→ **ИСХОДНЫЙ ТЕКСТ**
──────

Современник – это рисунок-шарада, который придется нам основательно повертеть и так и сяк, пока мы до гадаемся, что он изображает, так как предок – зачастую уже подписной рисунок, который Вам остается только истолковать. Разница почти та же, как в труде хирурга над живым дергающимся телом и трупом; ну а разница в степенях захвата и волнения – разве не та же? И сказать по правде, возня с такой живой головоломкой в сто крат более придаст зоркости глаза и опыта уму, чем кроптливое томление в ворохах книжной схоластики,- впрочем , здесь дело вкуса...
ПОВЕРОЧНЫЙ
В предыдущем параграфе мы защищали претензию на работу над современным мастером считать «сериозной»; теперь нам надлежит выяснить иное, но прямо вытекающее из предыдущего, и необходимое, как важное условие для действительной «сериозности» работы. Удачно ли выбран нами объект для анализа; иными словами, стоит ли данный художник того, чтобы над ним производить наши наблюдения? Исторический анализ, произведенный над современником, не лишен значения и смысла, лишь когда он исторически же нужен, иначе игра не стоит свеч... В самом деле, чего стоит наша работа, пусть выполненная удачно и ясно, но над «делом» минутным и пустым? Совсем другой будет результат, когда выбор наш пал совершенно верно, когда молот ударил именно в золотоносную жилу, а не в мусор.

──────

→ **ФРАГМЕНТ ДАННЫХ**
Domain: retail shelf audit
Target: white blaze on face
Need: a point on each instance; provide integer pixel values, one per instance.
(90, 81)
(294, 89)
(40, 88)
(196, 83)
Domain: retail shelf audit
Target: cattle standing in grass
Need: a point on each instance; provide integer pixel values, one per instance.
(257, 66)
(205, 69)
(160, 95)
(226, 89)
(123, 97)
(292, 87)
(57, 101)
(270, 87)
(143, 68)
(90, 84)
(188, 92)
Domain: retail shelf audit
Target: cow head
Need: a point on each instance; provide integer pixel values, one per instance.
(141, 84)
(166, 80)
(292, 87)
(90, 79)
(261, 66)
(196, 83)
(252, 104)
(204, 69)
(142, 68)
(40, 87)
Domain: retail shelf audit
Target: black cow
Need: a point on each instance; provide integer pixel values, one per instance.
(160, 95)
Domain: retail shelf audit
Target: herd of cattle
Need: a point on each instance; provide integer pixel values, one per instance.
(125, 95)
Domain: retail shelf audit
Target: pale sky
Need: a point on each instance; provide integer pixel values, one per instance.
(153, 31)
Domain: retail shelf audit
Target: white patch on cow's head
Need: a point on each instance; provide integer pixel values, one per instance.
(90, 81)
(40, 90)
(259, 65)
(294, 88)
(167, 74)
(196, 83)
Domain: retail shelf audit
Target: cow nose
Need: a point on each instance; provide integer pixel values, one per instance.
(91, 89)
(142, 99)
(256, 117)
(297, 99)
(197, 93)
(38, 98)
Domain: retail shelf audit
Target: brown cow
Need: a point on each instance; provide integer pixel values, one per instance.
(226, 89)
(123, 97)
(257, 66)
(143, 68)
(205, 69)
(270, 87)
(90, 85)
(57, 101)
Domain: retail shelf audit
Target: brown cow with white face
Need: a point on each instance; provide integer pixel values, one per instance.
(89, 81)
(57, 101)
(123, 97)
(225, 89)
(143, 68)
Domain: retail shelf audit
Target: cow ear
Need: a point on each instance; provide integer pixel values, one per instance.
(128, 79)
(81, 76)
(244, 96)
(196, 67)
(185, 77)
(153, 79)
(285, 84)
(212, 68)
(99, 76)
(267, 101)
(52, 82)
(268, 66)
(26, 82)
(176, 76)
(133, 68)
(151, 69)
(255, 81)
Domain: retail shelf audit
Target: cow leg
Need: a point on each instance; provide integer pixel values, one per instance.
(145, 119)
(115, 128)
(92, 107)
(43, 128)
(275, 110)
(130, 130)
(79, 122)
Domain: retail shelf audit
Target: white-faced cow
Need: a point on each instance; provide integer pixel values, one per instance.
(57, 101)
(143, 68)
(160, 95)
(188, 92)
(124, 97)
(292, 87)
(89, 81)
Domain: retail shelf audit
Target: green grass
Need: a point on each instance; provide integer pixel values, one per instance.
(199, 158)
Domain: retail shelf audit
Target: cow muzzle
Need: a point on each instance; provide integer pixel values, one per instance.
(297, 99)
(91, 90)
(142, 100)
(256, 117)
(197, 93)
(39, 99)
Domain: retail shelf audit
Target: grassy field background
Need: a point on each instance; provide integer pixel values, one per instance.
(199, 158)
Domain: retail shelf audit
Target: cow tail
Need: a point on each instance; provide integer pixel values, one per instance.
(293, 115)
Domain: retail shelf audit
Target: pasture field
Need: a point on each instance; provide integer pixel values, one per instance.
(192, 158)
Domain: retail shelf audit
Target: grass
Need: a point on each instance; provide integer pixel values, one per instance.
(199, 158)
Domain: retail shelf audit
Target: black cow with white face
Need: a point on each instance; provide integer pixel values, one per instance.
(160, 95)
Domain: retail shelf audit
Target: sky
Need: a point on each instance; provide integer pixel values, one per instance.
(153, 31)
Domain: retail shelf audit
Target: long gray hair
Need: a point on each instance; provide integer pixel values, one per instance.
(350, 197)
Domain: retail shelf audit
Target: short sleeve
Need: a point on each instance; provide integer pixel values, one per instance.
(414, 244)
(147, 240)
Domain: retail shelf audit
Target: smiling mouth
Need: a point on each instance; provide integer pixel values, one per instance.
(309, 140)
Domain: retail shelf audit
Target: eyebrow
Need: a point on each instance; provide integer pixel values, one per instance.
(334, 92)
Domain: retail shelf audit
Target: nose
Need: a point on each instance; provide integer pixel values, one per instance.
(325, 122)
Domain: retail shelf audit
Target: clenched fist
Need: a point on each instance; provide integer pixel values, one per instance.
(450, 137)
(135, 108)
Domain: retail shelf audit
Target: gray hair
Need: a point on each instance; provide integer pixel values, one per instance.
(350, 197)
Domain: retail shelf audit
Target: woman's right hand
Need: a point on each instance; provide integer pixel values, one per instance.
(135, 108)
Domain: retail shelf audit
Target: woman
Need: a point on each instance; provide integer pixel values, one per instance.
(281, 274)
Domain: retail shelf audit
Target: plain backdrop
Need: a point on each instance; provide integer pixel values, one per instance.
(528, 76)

──────

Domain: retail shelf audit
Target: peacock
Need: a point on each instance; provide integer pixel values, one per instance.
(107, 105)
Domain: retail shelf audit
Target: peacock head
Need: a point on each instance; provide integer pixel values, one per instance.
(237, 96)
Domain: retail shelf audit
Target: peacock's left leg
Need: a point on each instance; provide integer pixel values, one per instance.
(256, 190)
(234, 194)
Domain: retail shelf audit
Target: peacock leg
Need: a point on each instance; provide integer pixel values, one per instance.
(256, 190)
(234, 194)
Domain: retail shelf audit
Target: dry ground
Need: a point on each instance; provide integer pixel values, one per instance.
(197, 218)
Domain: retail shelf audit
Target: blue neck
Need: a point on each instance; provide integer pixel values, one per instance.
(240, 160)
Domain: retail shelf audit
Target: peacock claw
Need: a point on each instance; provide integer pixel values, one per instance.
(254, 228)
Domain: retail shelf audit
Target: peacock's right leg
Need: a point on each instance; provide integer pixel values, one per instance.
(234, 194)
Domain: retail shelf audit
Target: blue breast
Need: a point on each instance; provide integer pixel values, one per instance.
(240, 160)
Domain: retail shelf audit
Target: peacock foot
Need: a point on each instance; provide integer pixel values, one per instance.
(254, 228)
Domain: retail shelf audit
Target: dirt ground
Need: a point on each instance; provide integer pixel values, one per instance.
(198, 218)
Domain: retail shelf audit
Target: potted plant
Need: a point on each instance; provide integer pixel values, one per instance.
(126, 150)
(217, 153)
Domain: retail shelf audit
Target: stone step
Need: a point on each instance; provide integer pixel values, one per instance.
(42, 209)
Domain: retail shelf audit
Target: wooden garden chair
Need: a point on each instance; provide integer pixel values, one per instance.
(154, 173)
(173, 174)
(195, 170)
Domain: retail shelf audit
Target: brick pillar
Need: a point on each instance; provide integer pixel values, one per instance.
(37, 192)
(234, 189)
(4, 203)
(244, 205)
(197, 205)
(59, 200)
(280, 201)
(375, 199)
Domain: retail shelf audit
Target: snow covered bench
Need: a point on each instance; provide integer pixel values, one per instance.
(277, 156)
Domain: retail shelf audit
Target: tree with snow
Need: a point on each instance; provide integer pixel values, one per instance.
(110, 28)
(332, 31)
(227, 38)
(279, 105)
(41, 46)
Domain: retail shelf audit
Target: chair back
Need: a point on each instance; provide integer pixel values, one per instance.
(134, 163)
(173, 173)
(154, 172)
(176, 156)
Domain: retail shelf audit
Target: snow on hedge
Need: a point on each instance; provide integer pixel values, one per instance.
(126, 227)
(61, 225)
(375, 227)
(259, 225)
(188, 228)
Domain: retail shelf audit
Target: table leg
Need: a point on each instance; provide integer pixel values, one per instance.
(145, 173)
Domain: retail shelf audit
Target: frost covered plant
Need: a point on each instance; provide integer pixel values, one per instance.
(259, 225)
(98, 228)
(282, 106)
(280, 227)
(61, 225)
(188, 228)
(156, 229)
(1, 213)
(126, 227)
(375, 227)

──────

→ **ЗАДАНИЕ 1**
Переведите на английский это предложение из исходного текста: «Удачно ли выбран нами объект для анализа; иными словами, стоит ли данный художник того, чтобы над ним производить наши наблюдения?»
→ **ЗАДАНИЕ 2**
Напишите продолжение исходного текста о выборе художника для анализа, начав сразу после его последнего предложения.

→ **ОТВЕТ 1**
Have we chosen our object for analysis well; in other words, is this artist worth making our observations on?

→ **ОТВЕТ 2**
Пожалуй, в этом-то и есть самая суть риска работы над современником; вероятно, именно потому-то такой работы чуждается большинство профессионалов-историков искусств, - она действительно чертовски неблагодарна... Вы можете быть чрезвычайно искусны, вы можете Вашим молотом искрошить целые глыбы и не найти золотой крупицы, - тогда как рядом с Вами удачливый глупец и самоучка найдет пригоршни дорогого металла. Итак – исключительной важности моментом – роковым для исхода всего дела – в работе над современником является у г а д ы в а н и е ее исторической нужности. Перо критика – не кнут и не лавровая ветвь, но скальпель в спокойной руке, которым надлежит укреплять и облегачать назревание того, что должно еще дать цвет, и ускорять отмирание того, что должно погибнуть. Ошибки в таком высокой ответственности деле нетерпимы; все искусство и труд оператора идут на смарку, обращаются в издевку над ним самим, если он вместо больного вырежет живое... Следовательно – что же такое Г р и г о р ь е в?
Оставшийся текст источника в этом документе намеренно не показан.